Could you copy out the entire Mavs history thread word for word?

Text block:

>>>>

# This Day In Mavs History



## Tersk (Apr 9, 2004)

*October 8th* 

*1980*: Released Clarence Kea, Ken Dancy, and Jack Givens.

*1984*: Signed Terence Stansbury to a 4 year contract.

*1997*: The city council approved the new arena bill. There were still 2 more council votes needed by the city council before they gave their final approval 12/10/97.

*1997*: Released Derrick Chandler.

*1999*: Released Anthony Miller.

*2001*: Released Chris Robinson.


----------



## droppinknowledge (Aug 4, 2004)

> Originally posted by <b>theo4002</b>!
> *October 8th*
> 
> *1980*: Released Clarence Kea, Ken Dancy, and Jack Givens.
> ...


lol you got this from patricias site didn't u? I was just looking at her "this day in mavs history section" mad dope. LOL


----------



## Tersk (Apr 9, 2004)

<<<<

Rows from a dataset for labeling boxes:
>>>>

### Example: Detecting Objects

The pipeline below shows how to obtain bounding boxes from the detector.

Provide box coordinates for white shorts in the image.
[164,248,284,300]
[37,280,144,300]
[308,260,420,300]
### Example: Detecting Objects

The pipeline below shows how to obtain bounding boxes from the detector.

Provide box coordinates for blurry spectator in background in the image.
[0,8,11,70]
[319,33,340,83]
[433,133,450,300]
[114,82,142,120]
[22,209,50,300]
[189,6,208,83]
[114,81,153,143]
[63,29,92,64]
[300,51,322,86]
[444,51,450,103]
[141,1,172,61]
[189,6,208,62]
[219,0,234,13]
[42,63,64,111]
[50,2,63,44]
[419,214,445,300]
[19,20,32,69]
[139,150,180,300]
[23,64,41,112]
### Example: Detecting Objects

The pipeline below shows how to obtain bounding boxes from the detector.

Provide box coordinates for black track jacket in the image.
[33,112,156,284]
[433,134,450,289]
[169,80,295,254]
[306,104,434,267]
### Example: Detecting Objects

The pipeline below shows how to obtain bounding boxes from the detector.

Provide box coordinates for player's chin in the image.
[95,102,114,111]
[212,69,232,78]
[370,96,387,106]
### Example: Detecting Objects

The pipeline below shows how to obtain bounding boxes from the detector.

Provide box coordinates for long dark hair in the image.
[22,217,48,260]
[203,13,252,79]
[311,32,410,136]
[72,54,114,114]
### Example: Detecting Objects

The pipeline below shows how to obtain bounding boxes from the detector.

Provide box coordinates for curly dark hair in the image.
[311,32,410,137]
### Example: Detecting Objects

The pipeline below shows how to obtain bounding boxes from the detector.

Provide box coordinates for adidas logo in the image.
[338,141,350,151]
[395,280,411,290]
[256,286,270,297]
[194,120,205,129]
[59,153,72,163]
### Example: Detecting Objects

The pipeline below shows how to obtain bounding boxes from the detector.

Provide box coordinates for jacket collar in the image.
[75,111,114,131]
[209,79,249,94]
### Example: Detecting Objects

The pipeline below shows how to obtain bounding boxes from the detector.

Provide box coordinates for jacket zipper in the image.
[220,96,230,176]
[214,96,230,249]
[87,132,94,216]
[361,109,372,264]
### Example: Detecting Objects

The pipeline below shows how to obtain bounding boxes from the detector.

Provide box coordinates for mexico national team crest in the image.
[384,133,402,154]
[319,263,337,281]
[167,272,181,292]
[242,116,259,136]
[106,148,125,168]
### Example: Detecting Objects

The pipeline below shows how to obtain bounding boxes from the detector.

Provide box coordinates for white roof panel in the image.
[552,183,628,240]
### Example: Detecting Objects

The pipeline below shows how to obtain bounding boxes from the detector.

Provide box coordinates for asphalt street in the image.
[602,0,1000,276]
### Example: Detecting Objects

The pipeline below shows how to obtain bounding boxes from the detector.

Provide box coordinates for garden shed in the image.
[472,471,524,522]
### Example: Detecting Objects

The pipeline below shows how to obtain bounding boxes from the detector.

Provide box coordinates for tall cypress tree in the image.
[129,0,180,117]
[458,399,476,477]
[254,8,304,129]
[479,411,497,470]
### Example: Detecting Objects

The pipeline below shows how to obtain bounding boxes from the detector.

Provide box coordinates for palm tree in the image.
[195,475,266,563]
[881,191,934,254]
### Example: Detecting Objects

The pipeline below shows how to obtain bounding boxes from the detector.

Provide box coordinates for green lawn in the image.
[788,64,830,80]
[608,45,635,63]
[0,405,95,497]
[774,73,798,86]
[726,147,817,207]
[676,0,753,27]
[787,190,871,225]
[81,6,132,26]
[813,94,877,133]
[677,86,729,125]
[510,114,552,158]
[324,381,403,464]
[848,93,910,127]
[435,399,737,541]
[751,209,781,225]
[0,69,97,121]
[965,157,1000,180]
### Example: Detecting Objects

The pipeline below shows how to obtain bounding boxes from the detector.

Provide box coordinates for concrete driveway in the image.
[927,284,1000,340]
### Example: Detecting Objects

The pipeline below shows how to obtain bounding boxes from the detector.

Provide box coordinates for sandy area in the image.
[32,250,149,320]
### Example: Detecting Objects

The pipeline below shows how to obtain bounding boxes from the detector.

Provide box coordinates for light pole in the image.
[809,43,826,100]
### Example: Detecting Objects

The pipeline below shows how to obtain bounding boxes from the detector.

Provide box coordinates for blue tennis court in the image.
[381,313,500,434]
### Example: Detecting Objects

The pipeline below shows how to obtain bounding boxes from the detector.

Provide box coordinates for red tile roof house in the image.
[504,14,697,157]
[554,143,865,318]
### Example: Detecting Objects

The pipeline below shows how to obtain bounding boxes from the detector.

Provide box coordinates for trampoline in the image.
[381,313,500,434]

<<<<

Solution for this exercise:
# This Day In Mavs History



## Tersk (Apr 9, 2004)

*October 8th* 

*1980*: Released Clarence Kea, Ken Dancy, and Jack Givens.

*1984*: Signed Terence Stansbury to a 4 year contract.

*1997*: The city council approved the new arena bill. There were still 2 more council votes needed by the city council before they gave their final approval 12/10/97.

*1997*: Released Derrick Chandler.

*1999*: Released Anthony Miller.

*2001*: Released Chris Robinson.


----------



## droppinknowledge (Aug 4, 2004)

> Originally posted by <b>theo4002</b>!
> *October 8th*
> 
> *1980*: Released Clarence Kea, Ken Dancy, and Jack Givens.
> ...


lol you got this from patricias site didn't u? I was just looking at her "this day in mavs history section" mad dope. LOL


----------



## Tersk (Apr 9, 2004)